### Task directions
Type out all the records word for word. Any pictures are to be left out.

Extracted records

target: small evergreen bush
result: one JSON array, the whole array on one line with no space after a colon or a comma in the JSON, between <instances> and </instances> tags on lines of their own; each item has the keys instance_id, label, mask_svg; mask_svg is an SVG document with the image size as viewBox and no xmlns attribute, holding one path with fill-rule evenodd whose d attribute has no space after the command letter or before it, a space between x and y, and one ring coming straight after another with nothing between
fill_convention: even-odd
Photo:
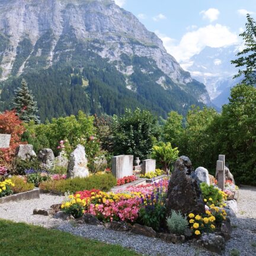
<instances>
[{"instance_id":1,"label":"small evergreen bush","mask_svg":"<svg viewBox=\"0 0 256 256\"><path fill-rule=\"evenodd\" d=\"M34 188L34 185L32 183L28 183L23 178L18 176L12 176L11 178L12 182L14 184L12 190L14 194L32 190Z\"/></svg>"},{"instance_id":2,"label":"small evergreen bush","mask_svg":"<svg viewBox=\"0 0 256 256\"><path fill-rule=\"evenodd\" d=\"M73 179L47 181L41 183L39 187L45 192L64 194L75 193L78 191L98 189L107 191L116 185L117 180L111 174L93 175L87 178L76 177Z\"/></svg>"},{"instance_id":3,"label":"small evergreen bush","mask_svg":"<svg viewBox=\"0 0 256 256\"><path fill-rule=\"evenodd\" d=\"M172 210L171 216L167 218L167 226L171 233L183 235L185 229L188 226L188 222L180 212Z\"/></svg>"}]
</instances>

### Completed task
target: small evergreen bush
result: one JSON array, the whole array on one line with no space after a colon or a comma in the JSON, between <instances> and </instances> tags on lines of their own; each item has the keys instance_id, label, mask_svg; mask_svg is an SVG document with the image size as viewBox and no xmlns attribute, holding one path with fill-rule evenodd whose d attribute has no space after the command letter or before it, a space between x and y, and one ring coming straight after another with nothing between
fill_convention: even-odd
Photo:
<instances>
[{"instance_id":1,"label":"small evergreen bush","mask_svg":"<svg viewBox=\"0 0 256 256\"><path fill-rule=\"evenodd\" d=\"M34 188L34 185L32 183L28 183L23 178L18 176L12 176L11 178L12 182L14 184L12 190L14 194L32 190Z\"/></svg>"},{"instance_id":2,"label":"small evergreen bush","mask_svg":"<svg viewBox=\"0 0 256 256\"><path fill-rule=\"evenodd\" d=\"M73 179L47 181L41 183L39 187L45 192L64 194L75 193L78 191L98 189L107 191L116 185L117 180L111 174L93 175L87 178L76 177Z\"/></svg>"},{"instance_id":3,"label":"small evergreen bush","mask_svg":"<svg viewBox=\"0 0 256 256\"><path fill-rule=\"evenodd\" d=\"M172 210L171 216L167 218L167 226L171 233L183 235L185 229L188 226L188 222L180 212Z\"/></svg>"}]
</instances>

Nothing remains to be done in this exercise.